◆ **Passage provided**
By Will Soutter
National Science Foundation (NSF) has reported that North Carolina State University (NC State) will head a national nanotechnology research initiative to develop self-powered devices to monitor people’s health and know the impact of surrounding environment on it.
ASSIST aims to produce self-powered health-monitoring devices that can be worn on the wrist.
The NSF Nanosystems Engineering Research Center for Advanced Self-Powered Systems of Integrated Sensors and Technologies (ASSIST) is a collaborative initiative between NC State and partners, including the University of Virginia, Pennsylvania State University, and Florida International University. The center will be headquartered in the Larry K. Monteith Engineering Research Center located on the Centennial Campus of NC State.
NSF funded an initial grant worth $18.5 million to center for five years. The grant can be renewed for another five years, followed by a two-year selection procedure by the federal agency. The center also comprises nearly 30 industry partners and five affiliated universities in its worldwide research consortium.
ASSIST scientists will devise self-powered health monitoring devices and sensors by utilizing nanomaterials, piezoelectric and thermoelectric materials, which generate power using the body motion and heat as a source. They want to make the devices to be worn in many ways as a patch on the chest, a watch on the wrist, and a cap on the tooth, based on the biological system to be monitored.

◆ **Data section**

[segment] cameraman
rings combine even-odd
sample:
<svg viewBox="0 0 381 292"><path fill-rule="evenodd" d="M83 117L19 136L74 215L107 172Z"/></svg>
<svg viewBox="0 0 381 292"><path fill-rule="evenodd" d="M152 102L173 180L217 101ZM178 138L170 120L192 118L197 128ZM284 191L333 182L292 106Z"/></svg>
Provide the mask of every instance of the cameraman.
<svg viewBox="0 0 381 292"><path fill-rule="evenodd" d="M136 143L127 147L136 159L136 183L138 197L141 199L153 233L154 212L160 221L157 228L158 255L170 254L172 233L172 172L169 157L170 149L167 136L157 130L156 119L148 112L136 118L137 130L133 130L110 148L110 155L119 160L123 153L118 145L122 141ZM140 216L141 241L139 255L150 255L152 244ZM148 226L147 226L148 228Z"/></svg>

◆ **Your task**
Continue the article about the ASSIST self-powered health-monitoring center from its last sentence.

◆ **Answer box**
These self-powered devices eliminate the necessity to change or recharge batteries. They hold the potential in revolutionizing the healthcare industry by enhancing the way of interpreting key health data. On a larger scale, they will help lawmakers design better environmental policy. They can also play a crucial role in reducing national health care costs by helping people to take better decisions to live a healthy life.
At ASSIST headquarters, the scientists will work on the development of thermoelectric materials and nanosensors, which glean health data such as oxygen levels, heart rates and respiration data from the body. Moreover, they will develop methods to integrate their technology into wearable devices.
Penn State scientists will develop innovative energy-efficient transistors and piezoelectric materials and the University of Virginia researchers will find ways to develop energy-efficient systems, while the Florida International University scientists will fabricate sensors, which can garner the body’s biochemical signals such as stress levels.
The resulting technology together with low-power radios designed by the University of Michigan will be utilized to analyze and send health information gleaned by the sensors to consumer devices such as smart phones and computers. This data can then be easily interpreted by researchers, doctors and patients. The University of North Carolina at Chapel Hill will provide the medical guidance and organize testing the of ASSIST’s technology. ASSIST will also work with industry partners for the commercialization of its smart technology.